Start of Block

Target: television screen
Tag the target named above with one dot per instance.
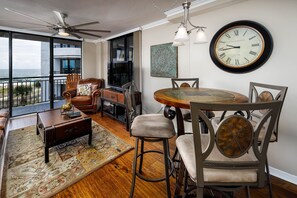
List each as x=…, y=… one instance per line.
x=120, y=73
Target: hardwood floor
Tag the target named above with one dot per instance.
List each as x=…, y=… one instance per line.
x=114, y=179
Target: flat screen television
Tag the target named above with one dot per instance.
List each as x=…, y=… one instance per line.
x=119, y=73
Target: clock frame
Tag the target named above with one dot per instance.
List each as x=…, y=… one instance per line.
x=241, y=49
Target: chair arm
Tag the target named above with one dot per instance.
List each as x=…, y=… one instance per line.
x=95, y=95
x=69, y=93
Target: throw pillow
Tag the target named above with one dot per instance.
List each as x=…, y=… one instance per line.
x=84, y=89
x=94, y=87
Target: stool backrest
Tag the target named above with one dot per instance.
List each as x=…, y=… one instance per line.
x=259, y=92
x=185, y=82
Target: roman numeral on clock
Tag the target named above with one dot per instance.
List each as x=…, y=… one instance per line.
x=222, y=55
x=256, y=44
x=253, y=53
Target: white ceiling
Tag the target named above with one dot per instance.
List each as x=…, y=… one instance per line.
x=115, y=15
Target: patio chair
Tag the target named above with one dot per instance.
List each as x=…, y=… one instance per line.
x=85, y=95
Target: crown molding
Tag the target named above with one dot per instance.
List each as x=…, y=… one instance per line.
x=198, y=7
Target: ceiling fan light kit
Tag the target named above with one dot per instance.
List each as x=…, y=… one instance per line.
x=62, y=32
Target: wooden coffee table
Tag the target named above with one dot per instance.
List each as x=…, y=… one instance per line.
x=56, y=129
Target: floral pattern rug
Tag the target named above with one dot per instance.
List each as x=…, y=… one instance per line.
x=28, y=176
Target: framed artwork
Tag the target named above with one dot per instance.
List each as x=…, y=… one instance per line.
x=164, y=60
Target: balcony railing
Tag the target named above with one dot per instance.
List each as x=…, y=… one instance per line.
x=30, y=90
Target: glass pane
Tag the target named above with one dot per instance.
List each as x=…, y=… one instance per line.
x=67, y=59
x=30, y=74
x=4, y=70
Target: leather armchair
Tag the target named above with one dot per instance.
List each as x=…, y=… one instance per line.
x=86, y=103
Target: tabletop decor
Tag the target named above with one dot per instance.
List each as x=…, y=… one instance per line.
x=164, y=60
x=241, y=46
x=67, y=108
x=28, y=175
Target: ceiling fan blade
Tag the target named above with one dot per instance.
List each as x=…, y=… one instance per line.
x=54, y=34
x=28, y=16
x=83, y=24
x=88, y=30
x=89, y=34
x=60, y=17
x=75, y=35
x=13, y=21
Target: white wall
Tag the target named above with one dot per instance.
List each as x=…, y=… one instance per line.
x=279, y=17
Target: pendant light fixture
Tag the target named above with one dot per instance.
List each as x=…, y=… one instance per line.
x=186, y=27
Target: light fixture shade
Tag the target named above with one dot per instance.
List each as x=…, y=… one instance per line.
x=181, y=35
x=177, y=43
x=62, y=32
x=200, y=37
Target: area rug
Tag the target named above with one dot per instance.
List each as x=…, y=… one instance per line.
x=29, y=176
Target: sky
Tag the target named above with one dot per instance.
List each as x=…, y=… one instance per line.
x=26, y=54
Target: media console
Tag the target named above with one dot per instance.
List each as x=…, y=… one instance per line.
x=113, y=104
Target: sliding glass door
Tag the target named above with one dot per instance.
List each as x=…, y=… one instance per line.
x=4, y=70
x=67, y=60
x=34, y=68
x=30, y=73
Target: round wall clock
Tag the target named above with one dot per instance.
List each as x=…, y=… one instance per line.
x=241, y=46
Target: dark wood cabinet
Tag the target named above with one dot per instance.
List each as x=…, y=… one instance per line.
x=113, y=104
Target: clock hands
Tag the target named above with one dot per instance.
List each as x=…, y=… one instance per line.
x=233, y=46
x=230, y=47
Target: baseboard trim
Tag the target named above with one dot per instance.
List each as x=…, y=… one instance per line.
x=283, y=175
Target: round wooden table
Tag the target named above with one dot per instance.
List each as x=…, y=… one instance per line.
x=181, y=98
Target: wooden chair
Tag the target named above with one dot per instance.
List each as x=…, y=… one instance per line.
x=148, y=128
x=259, y=92
x=228, y=156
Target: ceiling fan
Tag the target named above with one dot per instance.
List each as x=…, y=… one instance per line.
x=62, y=28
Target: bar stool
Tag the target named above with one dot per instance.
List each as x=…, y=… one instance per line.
x=148, y=128
x=152, y=128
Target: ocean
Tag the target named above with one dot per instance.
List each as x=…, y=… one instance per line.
x=20, y=73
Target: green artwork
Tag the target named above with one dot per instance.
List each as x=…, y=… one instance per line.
x=164, y=61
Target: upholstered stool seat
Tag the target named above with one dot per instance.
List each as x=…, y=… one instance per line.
x=148, y=128
x=152, y=126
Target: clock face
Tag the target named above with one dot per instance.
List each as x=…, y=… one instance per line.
x=241, y=46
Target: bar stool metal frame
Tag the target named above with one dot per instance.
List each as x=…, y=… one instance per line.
x=153, y=123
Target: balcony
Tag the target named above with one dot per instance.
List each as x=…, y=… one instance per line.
x=31, y=94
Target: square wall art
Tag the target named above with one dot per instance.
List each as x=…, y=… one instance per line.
x=164, y=60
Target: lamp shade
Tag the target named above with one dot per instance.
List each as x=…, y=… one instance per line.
x=181, y=35
x=200, y=37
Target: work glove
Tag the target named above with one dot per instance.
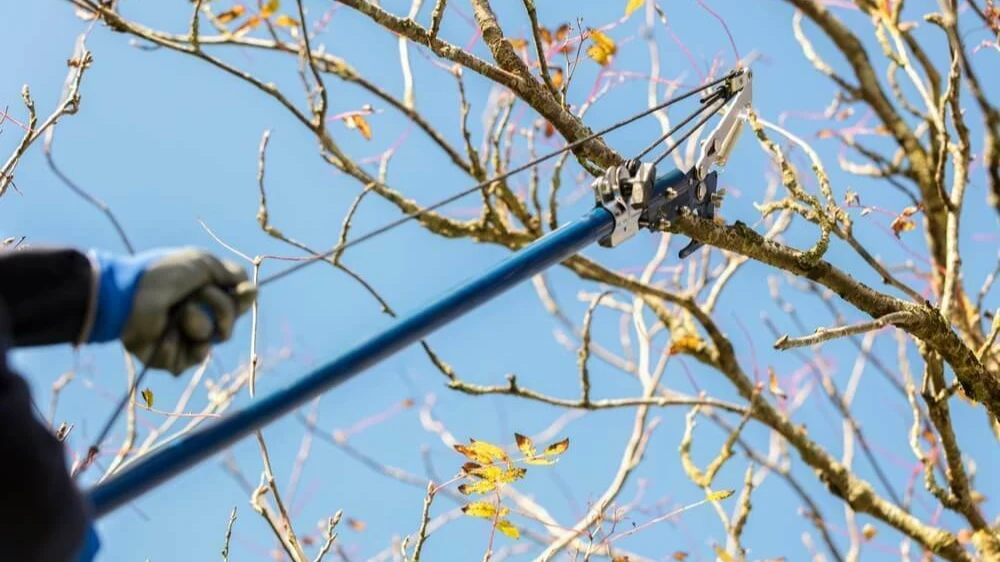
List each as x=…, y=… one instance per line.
x=168, y=306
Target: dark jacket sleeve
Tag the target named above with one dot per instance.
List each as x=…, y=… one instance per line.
x=47, y=292
x=43, y=300
x=44, y=517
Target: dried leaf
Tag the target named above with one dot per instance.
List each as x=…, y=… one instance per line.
x=902, y=224
x=720, y=495
x=722, y=554
x=525, y=444
x=483, y=509
x=508, y=528
x=685, y=343
x=147, y=397
x=480, y=487
x=512, y=475
x=556, y=448
x=252, y=22
x=869, y=531
x=358, y=121
x=632, y=6
x=231, y=14
x=270, y=7
x=603, y=49
x=473, y=454
x=772, y=385
x=489, y=472
x=557, y=77
x=284, y=20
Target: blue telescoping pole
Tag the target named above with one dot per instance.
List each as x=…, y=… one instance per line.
x=187, y=451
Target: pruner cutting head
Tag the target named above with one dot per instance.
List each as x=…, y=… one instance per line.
x=719, y=143
x=638, y=197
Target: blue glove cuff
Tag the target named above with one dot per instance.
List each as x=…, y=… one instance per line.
x=117, y=280
x=91, y=544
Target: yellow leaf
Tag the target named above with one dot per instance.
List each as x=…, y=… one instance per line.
x=473, y=454
x=231, y=14
x=480, y=487
x=508, y=528
x=902, y=224
x=252, y=22
x=545, y=34
x=357, y=121
x=557, y=77
x=773, y=386
x=511, y=475
x=603, y=48
x=147, y=397
x=685, y=343
x=868, y=531
x=483, y=509
x=525, y=444
x=632, y=6
x=285, y=20
x=269, y=8
x=720, y=495
x=557, y=448
x=489, y=450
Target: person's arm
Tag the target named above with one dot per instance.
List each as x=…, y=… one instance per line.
x=48, y=293
x=44, y=517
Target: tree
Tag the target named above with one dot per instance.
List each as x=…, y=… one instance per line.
x=915, y=138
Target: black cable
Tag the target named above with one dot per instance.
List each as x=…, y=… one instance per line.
x=92, y=452
x=406, y=218
x=707, y=102
x=685, y=136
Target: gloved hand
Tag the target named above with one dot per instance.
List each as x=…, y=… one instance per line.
x=187, y=291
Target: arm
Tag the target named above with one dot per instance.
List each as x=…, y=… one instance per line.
x=44, y=518
x=47, y=292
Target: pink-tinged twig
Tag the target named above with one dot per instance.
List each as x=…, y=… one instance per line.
x=725, y=27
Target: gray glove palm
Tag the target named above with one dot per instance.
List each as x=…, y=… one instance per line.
x=192, y=295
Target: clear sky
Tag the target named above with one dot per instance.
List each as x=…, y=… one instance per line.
x=167, y=140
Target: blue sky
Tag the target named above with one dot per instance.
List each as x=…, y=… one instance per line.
x=167, y=140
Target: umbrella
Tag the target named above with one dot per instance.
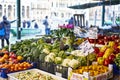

End of Block

List every line above that contains the word "wooden".

Target: wooden coffee table
Target: round wooden table
Target: wooden chair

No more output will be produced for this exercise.